— ФРАГМЕНТ ДОКУМЕНТА —
|---|

И она, кивнув мне на прощание, быстро уходит.
Я смотрю ей вслед. Обыкновенно она, пройдя несколько шагов, оборачивается и машет мне рукой.
Но сейчас она идет по набережной опустив голову и даже не обращает внимания на пылающий над океаном закат, который она так любит.
Значит, ей действительно очень тяжело и очень плохо.
Как-то еще до войны, в Париже, Тэффи пришла к нам, сильно хромая. В тот вечер у нас собрались друзья.
– Ух, еле добралась! – И она тяжело опустилась в кресло, вытянув ноги вперед.
Все бросились к ней с расспросами. С минуту она, ни с кем не здороваясь, сидела молча с закрытыми глазами, потом вдруг встрепенулась, как птица, готовая к полету, оглядела всех присутствующих по очереди и рассмеялась:
– Что, напугала я вас? А теперь вам кажется, что я для забавы свою хромоножку по Достоевскому разыграть хотела – «ведь эта Надежда Александровна всегда что-нибудь уморительное придумает!». А вот и ошиблись! Я сейчас, вместо того чтобы блистать на этом пышном приеме, могла бы лежать с переломленной спиной на больничной койке в госпитале, а то и вовсе, пожелав вам всем долго жить, отдать Богу душу. – И, сделав паузу и полюбовавшись эффектом, вызванным ее словами, продолжала: – Вылезаю из метро на станции Пасси, взбираюсь по лестнице. А передо мной какой-то шустрый мальчишка лет восьми удивительно ловко скачет, на каждой ступеньке замысловатый прыжок проделывает. Очень мне понравилось и самой захотелось. Дай-ка, думаю, попробую. И попробовала! Хорошо еще, что за перила уцепилась, а то бы покатилась вниз и поминай как звали! Ведь лестница высоченнейшая, а я уже почти до верха добралась. Видно, мой час еще не настал. Мне еще рано умирать. А теперь, пожалуйста, пейте за мое здоровье, провозглашайте тосты, говорите речи! Люблю почет и уважение. И сознаю, что сегодня вполне заслужила – чувствую себя героиней. Нога-то здорово болит, а я все-таки притащилась, чтобы не огорчить вас моим отсутствием. Так начинайте же воспевать и превозносить меня!

|---|

— ПИСЬМЕННОЕ ЗАДАНИЕ 1 —
Как переложить все строки записей в JSON-список строк, где каждой строке записей соответствует одна строка списка, а пустые строки опущены?
Отрывок о Тэффи и записи между собой никак не связаны.

— СОДЕРЖИМОЕ НАБОРА ДАННЫХ —
|---|

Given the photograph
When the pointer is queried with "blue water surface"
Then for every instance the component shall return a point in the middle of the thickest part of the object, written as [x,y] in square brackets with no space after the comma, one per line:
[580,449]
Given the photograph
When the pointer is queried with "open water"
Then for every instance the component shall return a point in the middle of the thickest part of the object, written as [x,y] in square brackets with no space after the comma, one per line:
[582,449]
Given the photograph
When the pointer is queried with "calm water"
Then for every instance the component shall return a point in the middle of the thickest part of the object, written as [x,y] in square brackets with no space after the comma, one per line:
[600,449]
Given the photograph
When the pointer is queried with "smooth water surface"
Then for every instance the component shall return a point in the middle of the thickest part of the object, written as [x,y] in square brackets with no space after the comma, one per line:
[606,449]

|---|

— ПИСЬМЕННОЕ ЗАДАНИЕ 2 —
Что Тэффи в отрывке о ней просит гостей сделать в свою честь? Перечислите все действия.

— ПИСЬМЕННЫЙ ОТВЕТ 1 —
[
  "Given the photograph",
  "When the pointer is queried with \"blue water surface\"",
  "Then for every instance the component shall return a point in the middle of the thickest part of the object, written as [x,y] in square brackets with no space after the comma, one per line:",
  "[580,449]",
  "Given the photograph",
  "When the pointer is queried with \"open water\"",
  "Then for every instance the component shall return a point in the middle of the thickest part of the object, written as [x,y] in square brackets with no space after the comma, one per line:",
  "[582,449]",
  "Given the photograph",
  "When the pointer is queried with \"calm water\"",
  "Then for every instance the component shall return a point in the middle of the thickest part of the object, written as [x,y] in square brackets with no space after the comma, one per line:",
  "[600,449]",
  "Given the photograph",
  "When the pointer is queried with \"smooth water surface\"",
  "Then for every instance the component shall return a point in the middle of the thickest part of the object, written as [x,y] in square brackets with no space after the comma, one per line:",
  "[606,449]"
]

— ПИСЬМЕННЫЙ ОТВЕТ 2 —
Пить за её здоровье, провозглашать тосты, говорить речи, воспевать её и превозносить её.